## Extract to read:
..............................

Friday, March 14, 2008

Reason #10: The Money.

In case you’ve missed the news, Major League Baseball is awash with cash. The game is healthier financially today than it has ever been before. You were probably aware of that. You might not be aware of the implications: namely, that all this extra money is a very pleasant development for small-market teams.

Let’s start with the facts, all of which come to us courtesy of my friend and colleague at Baseball Prospectus, Maury Brown, who also runs the bizofbaseball website (along with the rest of the business of sports network).

The combined revenue of all 30 MLB teams last season was $6.075 billion. By comparison, the NFL was at $6.3 billion, and several projections are forecasting that MLB will overtake the NFL in revenue in 2008. Furthermore, as Maury points out, the MLB Network hits the airwaves in a year, and as baseball has already very sensibly worked out contracts with the major cable and satellite providers to ensure most of the country will have access (unlike, say, the NFL Network), there’s likely to be a further bump in revenue over the next few years.

Baseball, unlike football, has the unique advantage of providing daily content. My brother Roukan can sit in front of the TV for three hours watching coverage of the NFL draft combine, but the majority of us would rather rearrange the lint in our pockets than watch the NFL Network in the off-season or on a Wednesday evening. If MLB does it right, if they have wall-to-wall highlights and in-game break-ins for four hours every evening for six months, they’re going to have a weekday audience the NFL can only dream of.

Even with the new network, it’s hard to imagine that MLB revenues can continue to go up at the same breakneck pace they have over the course of this decade. In 2003, MLB’s revenue was $3.7 billion, meaning revenue has gone up 64% in the last four years. Revenues have gone up so fast, in fact, that payrolls simply haven’t been able to keep up.

..............................

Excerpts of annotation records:
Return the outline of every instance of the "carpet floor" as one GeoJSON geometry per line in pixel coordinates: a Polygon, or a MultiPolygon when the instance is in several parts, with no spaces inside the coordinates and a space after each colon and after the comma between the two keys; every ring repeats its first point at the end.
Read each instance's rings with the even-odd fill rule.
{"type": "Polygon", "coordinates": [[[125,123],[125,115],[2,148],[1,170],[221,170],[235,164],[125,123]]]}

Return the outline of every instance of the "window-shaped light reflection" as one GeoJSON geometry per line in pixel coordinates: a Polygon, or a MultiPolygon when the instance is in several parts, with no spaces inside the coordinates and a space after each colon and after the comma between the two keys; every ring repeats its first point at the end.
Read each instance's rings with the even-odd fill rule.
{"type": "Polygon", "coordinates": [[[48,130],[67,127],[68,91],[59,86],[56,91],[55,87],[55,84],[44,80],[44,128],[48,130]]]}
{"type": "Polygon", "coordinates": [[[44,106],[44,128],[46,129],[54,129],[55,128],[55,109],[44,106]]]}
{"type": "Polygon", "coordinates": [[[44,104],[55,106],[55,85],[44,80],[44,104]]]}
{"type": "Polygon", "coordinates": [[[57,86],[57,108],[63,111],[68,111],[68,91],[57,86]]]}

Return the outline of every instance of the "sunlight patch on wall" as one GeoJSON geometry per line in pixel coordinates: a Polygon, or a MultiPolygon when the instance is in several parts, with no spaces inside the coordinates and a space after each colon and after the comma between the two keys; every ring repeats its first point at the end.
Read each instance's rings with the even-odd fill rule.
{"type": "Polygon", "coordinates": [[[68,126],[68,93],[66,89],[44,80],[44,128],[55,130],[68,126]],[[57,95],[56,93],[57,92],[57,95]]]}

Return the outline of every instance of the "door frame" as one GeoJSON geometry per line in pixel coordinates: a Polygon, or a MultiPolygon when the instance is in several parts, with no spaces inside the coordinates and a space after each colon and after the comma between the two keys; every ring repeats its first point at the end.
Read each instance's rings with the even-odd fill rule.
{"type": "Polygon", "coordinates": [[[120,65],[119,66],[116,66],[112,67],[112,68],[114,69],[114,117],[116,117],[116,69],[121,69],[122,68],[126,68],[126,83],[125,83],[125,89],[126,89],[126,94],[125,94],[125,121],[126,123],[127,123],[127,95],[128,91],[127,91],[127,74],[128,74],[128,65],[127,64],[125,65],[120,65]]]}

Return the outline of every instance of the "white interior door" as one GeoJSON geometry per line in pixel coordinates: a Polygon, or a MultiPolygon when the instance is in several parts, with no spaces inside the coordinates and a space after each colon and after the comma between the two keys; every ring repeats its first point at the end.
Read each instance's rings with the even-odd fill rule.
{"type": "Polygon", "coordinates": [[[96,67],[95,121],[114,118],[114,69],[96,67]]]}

..............................

## Complete the following:
[A] How would you translate this sentence from the baseball revenue post into Spanish: "Baseball, unlike football, has the unique advantage of providing daily content."
[B] Can you reproduce the baseball revenue post starting at "In case you’ve" and ending at "of sports network).", swapping "small-market teams" for "low-revenue clubs"?
[C] What is the baseball revenue post about, in three sentences?

## Solved tasks:
[A] El béisbol, a diferencia del fútbol americano, tiene la ventaja única de ofrecer contenido diario.

[B]
In case you’ve missed the news, Major League Baseball is awash with cash. The game is healthier financially today than it has ever been before. You were probably aware of that. You might not be aware of the implications: namely, that all this extra money is a very pleasant development for low-revenue clubs.

Let’s start with the facts, all of which come to us courtesy of my friend and colleague at Baseball Prospectus, Maury Brown, who also runs the bizofbaseball website (along with the rest of the business of sports network).

[C] Major League Baseball is healthier financially than ever, and the post calls this a very pleasant development for small-market teams. Last season the 30 teams had combined revenue of $6.075 billion, close to the NFL's $6.3 billion, and several projections have MLB overtaking the NFL in 2008, with the coming MLB Network and baseball's daily content likely to raise revenue further. Revenue has risen 64% from $3.7 billion in 2003, so fast that payrolls haven't kept up.